> [TASK INSTRUCTIONS]:
1. In the passage below on privatized immigrant detention, what headline did the Harrisburg Patriot-News in Pennsylvania carry in June 1993?
2. Recast the paragraph beginning "Privatization of these operations has permitted" from the passage below on privatized immigrant detention as a short bulleted list that keeps its main facts.

━━━ SELECTION ━━━

Privatization of these operations has permitted at least three broad goals: one, the federal government shares the burden of detaining noncitizens, while expanding its capacity to do so; two, it generates profits and revenues for private and other nonfederal institutions; and three, it deflects accountability for the excesses of detention. First, the use of private and nonfederal detention facilities expands the total capacity of the federal government to detain noncitizens nationwide.

The federal government increases its material detention capabilities, while simultaneously reducing the overall costs and burden of detaining all noncitizens in deportation proceedings, by contracting out services to local and county prison facilities and also to privately owned properties and jails. The second result of the privatization of detention is the interpolation of profit motive into the rationale behind noncitizen detention.

Accordingly, Lahav offers this definition: "Privatization, loosely defined as the shift of a function from the public to the private sector, involves a dependence on market forces for the pursuit of social goods and may turn local actors or contractors into regulators” (Lahav, 228-229). Private detention produces a brisk commerce in immigrant detainees, and changes the way we view immigrants. For some poor counties and municipalities, noncitizen detention serves as a popular development strategy, much like prison construction nationwide.

In June 1993, for example, the Harrisburg Patriot-News in Pennsylvania carried the headline, "Prison Board Shopping for

Immigrants to Prevent Layoffs. " In this article, the county commissioner stated, "We tried like the dickens to get some of the Chinese…but it didn't pan out.... If no immigrants are secured, some layoffs may be inevitable" (Maruskin, 32). The acquisition of noncitizen detainees and the length of their time in detention are primary factors in determining revenue from detention as are the conditions of incarceration and the maintenance of standards.

━━━ DATA EXCERPTS ━━━

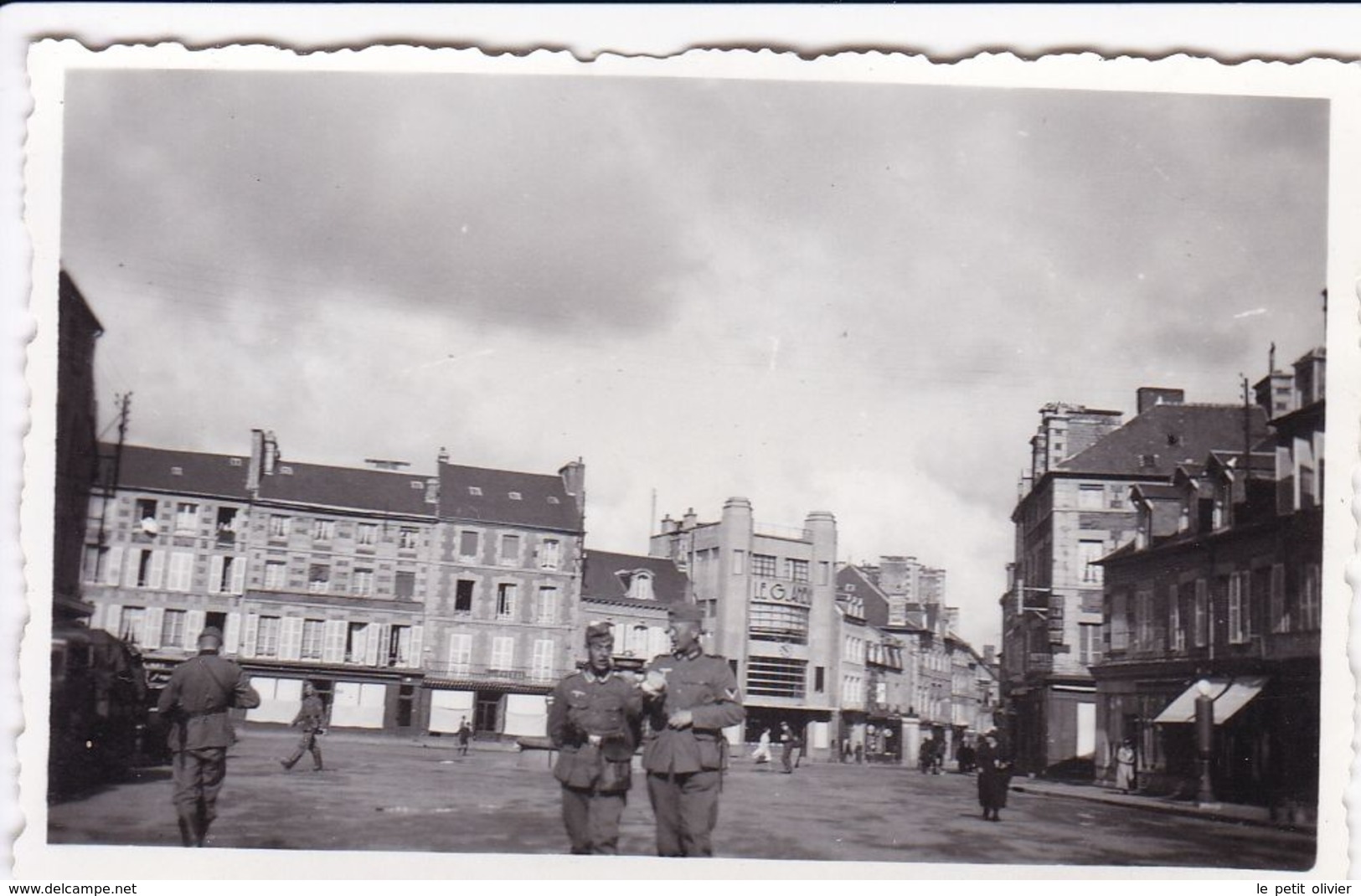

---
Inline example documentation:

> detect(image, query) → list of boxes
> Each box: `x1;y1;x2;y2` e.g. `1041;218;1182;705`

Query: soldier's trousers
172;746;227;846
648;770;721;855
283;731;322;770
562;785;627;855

━━━
━━━ DATA EXCERPTS ━━━

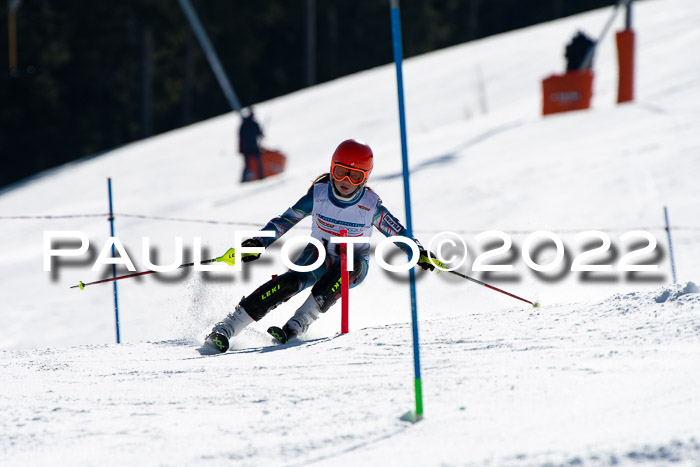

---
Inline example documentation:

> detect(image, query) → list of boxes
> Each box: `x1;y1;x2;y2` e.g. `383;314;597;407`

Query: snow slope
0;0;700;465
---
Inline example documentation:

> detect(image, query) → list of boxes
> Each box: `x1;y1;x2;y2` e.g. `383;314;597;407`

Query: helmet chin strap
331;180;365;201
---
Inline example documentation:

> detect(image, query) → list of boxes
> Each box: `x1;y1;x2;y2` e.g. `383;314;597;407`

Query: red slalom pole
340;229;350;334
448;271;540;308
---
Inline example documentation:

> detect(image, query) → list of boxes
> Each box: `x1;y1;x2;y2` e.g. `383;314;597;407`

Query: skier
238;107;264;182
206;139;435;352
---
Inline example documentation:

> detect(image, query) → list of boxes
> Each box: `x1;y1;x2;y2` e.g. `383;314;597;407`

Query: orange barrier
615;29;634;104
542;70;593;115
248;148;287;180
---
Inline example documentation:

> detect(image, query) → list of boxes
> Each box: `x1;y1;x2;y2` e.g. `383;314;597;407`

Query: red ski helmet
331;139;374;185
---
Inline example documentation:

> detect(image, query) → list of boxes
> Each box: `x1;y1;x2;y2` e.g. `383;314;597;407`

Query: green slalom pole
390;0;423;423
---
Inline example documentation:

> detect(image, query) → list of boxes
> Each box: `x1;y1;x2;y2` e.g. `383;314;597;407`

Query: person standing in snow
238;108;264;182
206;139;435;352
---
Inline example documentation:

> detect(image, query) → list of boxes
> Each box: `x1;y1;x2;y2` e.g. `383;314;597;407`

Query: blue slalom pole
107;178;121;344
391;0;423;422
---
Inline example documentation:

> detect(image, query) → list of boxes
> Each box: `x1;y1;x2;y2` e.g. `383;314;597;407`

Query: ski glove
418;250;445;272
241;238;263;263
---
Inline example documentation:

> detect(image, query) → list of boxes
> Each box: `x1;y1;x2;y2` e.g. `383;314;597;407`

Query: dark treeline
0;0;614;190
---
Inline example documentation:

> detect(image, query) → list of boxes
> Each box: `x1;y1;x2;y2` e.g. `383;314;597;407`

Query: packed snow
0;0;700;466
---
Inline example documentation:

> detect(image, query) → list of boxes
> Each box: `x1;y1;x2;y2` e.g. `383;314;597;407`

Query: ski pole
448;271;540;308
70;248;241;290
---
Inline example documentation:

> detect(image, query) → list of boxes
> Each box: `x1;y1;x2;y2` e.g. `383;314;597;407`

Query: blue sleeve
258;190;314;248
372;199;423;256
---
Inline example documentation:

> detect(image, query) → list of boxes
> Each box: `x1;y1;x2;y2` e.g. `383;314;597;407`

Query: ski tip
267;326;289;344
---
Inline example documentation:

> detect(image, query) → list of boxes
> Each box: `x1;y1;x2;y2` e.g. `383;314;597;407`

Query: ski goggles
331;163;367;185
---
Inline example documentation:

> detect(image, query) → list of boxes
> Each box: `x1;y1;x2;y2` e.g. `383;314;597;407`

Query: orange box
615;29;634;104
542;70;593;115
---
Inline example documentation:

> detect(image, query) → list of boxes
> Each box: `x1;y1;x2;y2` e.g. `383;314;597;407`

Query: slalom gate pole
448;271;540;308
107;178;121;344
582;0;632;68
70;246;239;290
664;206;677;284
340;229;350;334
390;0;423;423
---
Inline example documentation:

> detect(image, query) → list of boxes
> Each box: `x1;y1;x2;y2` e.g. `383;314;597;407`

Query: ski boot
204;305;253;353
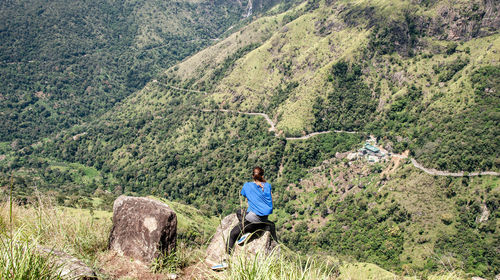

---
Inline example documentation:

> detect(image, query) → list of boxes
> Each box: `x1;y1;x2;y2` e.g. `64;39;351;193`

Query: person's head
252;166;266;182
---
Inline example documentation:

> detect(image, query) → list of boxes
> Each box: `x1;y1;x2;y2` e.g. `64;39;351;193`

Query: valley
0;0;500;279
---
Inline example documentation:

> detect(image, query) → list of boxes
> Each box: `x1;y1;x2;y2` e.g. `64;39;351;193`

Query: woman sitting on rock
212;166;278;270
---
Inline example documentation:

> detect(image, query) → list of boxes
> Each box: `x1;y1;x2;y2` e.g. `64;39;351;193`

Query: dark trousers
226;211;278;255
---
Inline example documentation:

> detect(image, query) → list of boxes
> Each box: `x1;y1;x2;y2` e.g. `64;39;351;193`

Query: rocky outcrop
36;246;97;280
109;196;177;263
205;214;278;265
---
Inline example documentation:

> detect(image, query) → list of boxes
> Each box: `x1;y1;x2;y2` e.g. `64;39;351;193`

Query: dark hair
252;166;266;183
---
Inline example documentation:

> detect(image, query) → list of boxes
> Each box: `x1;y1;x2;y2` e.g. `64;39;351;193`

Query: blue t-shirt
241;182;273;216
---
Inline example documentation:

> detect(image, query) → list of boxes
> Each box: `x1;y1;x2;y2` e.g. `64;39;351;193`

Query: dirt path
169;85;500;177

━━━

> [ANSWERS PROVIDED]:
1. "Prison Board Shopping for Immigrants to Prevent Layoffs."

2.
Privatization of these operations has permitted at least three broad goals:
- The federal government shares the burden of detaining noncitizens while expanding its capacity to detain them nationwide through private and nonfederal facilities.
- It generates profits and revenues for private and other nonfederal institutions.
- It deflects accountability for the excesses of detention.